__STATED TASK 1__
Per the border security article, which department has increased border-related law enforcement since 9/11?

__EXTRACT PROVIDED__

The level of security along the nation’s borders often escapes public awareness. The reason? Ordinary Americans seldom take notice and undocumented immigrants are usually too scared or intimidated to raise the issue. Fortunately, however, the media has stumbled upon a shocking new reality.
In a recent article in Mother Jones, “The US-Mexico Border: Where the Constitution Goes to Die,” independent journalist Todd Miler reports that since 9/11, the newly created Department of Homeland Security has steadily ramped up both the degree and intensity of all law enforcement even tangentially related to border security. According to Miller, this escalation has resulted in a new host of abuses. High tech cameras and motion detectors scan virtually every inch of real estate–even far away from crossings. At checkpoints miles from the actual border, agents stop all motorists and ask deeply probing questions. Protests are responded to with harsh treatment, including potential arrest and intimidation. Miller gives one example of an agent emptying a woman’s purse and stomping on its contents, including family photographs.
The new, stronger emphasis on domestic safety has attracted the attention of military contractors. Miller notes that, “military manufacturers, eyeing a market in an ‘unprecedented boom period,’ are repurposing their wartime technologies for the Homeland Security mission. This “bring the battlefield to the border” posture has created an unprecedented enforcement, incarceration, and expulsion machine aimed at the foreign-born (or often simply foreign-looking).”

__STATED TASK 2__
Identify each line in the entries below that contains the string "small", treating uppercase and lowercase as distinct.

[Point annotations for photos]
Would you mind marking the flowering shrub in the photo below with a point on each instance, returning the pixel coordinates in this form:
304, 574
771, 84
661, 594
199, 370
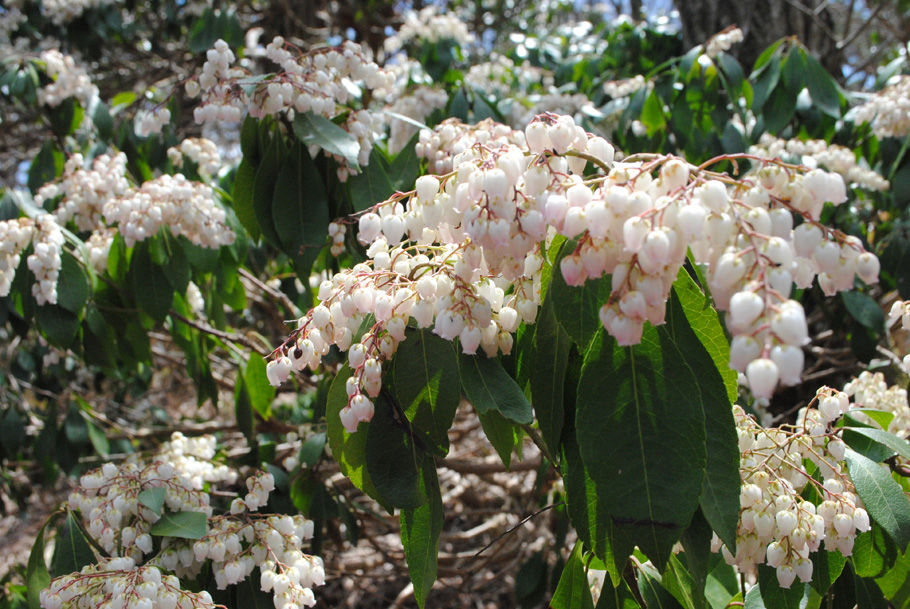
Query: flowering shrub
632, 256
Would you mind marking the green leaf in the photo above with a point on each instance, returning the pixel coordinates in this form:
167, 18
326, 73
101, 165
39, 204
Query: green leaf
822, 87
641, 432
427, 386
875, 444
501, 434
864, 309
72, 284
300, 209
72, 550
313, 129
37, 577
549, 360
573, 591
348, 449
185, 525
577, 309
489, 387
769, 595
884, 499
151, 288
153, 499
827, 567
257, 385
392, 458
420, 529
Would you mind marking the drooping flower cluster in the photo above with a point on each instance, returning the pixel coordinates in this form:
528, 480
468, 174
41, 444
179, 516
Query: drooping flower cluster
429, 25
888, 110
722, 41
462, 252
319, 81
184, 207
777, 525
200, 150
117, 583
819, 153
869, 390
44, 262
15, 235
69, 80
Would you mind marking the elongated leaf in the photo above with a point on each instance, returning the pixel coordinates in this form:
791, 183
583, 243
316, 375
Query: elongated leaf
573, 591
71, 550
884, 499
548, 362
313, 129
392, 458
348, 449
489, 387
184, 525
427, 386
420, 529
641, 432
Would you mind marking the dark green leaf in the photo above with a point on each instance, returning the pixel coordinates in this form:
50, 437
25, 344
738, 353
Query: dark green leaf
185, 525
427, 386
313, 129
641, 432
488, 387
884, 499
153, 499
573, 591
392, 458
72, 550
420, 529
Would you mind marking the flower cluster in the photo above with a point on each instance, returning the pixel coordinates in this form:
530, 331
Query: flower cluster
431, 26
44, 261
117, 583
86, 189
69, 80
186, 208
461, 253
722, 41
819, 153
318, 81
888, 110
15, 235
869, 390
777, 525
202, 151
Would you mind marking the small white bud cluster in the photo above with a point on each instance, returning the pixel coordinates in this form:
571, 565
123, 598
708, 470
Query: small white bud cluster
723, 41
117, 583
627, 86
819, 153
452, 137
69, 80
149, 122
44, 261
429, 25
337, 231
870, 390
186, 208
417, 104
888, 110
777, 525
64, 11
200, 150
85, 189
15, 235
461, 253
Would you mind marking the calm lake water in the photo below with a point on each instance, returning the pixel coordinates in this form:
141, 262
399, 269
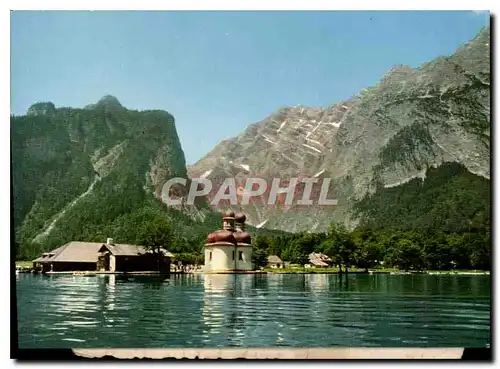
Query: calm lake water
253, 311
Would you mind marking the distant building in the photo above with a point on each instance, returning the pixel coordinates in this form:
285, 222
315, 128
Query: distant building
274, 261
230, 249
318, 260
95, 256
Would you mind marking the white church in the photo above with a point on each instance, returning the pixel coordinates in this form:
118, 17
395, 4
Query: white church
229, 250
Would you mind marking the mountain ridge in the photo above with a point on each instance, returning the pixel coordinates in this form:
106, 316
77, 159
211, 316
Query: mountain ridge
387, 134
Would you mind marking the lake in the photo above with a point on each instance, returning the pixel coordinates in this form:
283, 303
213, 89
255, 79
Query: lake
308, 310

__TASK RESULT 1__
The Department of Homeland Security.

__TASK RESULT 2__
Would you mind marking the small white bud cluster in the photo above with a point on each instance, returning the pixel coordinates in this form:
Query: small white bud cluster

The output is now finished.